Selection:

⟨

Published from 1982-96, Fidelity magazine was the predecessor of Culture Wars.
John Cardinal O’Connor on Pro-Choice Knights
From the January 1993 issue of Fidelity magazine
Fidelity solicited John Cardinal O’Connor’s reaction to the use of his name to justify a refusal by the Knights of Columbus to expel a Virginia prochoice politician, as reported in Knight Errant: The Knights of Columbus Finally Confront Their Biggest Problem (July/August Fidelity). The following are letters from James G. Bruen, the author of the July/August article and a member of Fidelity’s Editorial Advisory Board, and the Cardinal’s response.
Dear Cardinal O’Connor:
Mike Dwyre, a Knight of Columbus (K of C) in my parish, was indefinitely suspended recently because of the scandal he gave in running a prochoice political campaign for the Commonwealth of Virginia’s legislature. Before we began the formal proceeding that led to that sanction, the grand knight of the local council, Mike Wells, balked at disciplining Dwyre, invoking your states name in the council’s newsletter to explain his refusal to expel Dwyre.
I am unfamiliar with whatever statements you have made concerning prochoice Knights, but prolifers in the parish were very chagrined to have your name invoked against their efforts, and we hope you were wrongly invoked.

⟩

Point annotation dataset rows
⟨

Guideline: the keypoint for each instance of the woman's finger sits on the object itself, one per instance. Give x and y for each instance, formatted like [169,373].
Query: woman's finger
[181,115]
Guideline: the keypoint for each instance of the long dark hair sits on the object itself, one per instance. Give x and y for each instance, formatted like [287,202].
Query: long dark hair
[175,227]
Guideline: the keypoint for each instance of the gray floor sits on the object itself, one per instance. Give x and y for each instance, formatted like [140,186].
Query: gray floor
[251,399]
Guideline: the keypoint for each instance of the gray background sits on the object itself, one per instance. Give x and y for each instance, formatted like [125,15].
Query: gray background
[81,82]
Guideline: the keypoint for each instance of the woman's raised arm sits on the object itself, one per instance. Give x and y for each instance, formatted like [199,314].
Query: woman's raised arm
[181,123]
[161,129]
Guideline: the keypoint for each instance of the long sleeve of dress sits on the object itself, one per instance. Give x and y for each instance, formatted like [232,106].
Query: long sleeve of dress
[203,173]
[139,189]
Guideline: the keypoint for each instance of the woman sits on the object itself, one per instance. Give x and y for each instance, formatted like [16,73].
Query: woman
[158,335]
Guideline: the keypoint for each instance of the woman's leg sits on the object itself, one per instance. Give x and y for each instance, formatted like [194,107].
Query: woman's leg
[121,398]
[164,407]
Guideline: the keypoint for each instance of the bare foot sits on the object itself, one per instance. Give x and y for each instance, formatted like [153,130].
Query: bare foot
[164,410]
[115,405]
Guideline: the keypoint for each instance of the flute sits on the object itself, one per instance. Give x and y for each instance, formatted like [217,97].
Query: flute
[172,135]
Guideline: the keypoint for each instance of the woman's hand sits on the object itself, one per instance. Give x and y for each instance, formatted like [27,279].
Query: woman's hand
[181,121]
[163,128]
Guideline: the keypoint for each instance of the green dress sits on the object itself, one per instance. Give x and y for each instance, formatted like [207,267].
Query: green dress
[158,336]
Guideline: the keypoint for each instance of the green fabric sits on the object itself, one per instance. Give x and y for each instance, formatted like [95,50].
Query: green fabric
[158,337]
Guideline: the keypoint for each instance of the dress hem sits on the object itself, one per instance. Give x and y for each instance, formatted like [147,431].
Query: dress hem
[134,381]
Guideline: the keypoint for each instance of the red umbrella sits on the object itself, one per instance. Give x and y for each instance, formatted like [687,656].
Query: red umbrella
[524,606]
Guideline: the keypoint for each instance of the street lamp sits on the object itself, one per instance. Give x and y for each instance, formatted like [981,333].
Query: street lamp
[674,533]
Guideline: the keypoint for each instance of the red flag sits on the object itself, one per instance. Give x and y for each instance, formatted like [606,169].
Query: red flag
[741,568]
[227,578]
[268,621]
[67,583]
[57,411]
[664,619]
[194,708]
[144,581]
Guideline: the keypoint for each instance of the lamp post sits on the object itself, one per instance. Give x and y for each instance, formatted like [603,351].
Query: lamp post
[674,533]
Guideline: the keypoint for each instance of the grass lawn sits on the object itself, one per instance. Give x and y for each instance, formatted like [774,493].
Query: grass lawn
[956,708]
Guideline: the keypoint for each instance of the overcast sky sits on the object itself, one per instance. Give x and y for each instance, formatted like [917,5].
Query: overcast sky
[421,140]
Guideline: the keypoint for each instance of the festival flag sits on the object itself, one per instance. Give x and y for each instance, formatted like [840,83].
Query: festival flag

⟩

Exercise brief:
Answer these questions from the Fidelity article:
1. In which years was Fidelity magazine published?
2. Which issue of Fidelity carried the article "Knight Errant: The Knights of Columbus Finally Confront Their Biggest Problem"?
3. Who was the grand knight of the local council?

Reply:
1. 1982-96
2. The July/August issue
3. Mike Wells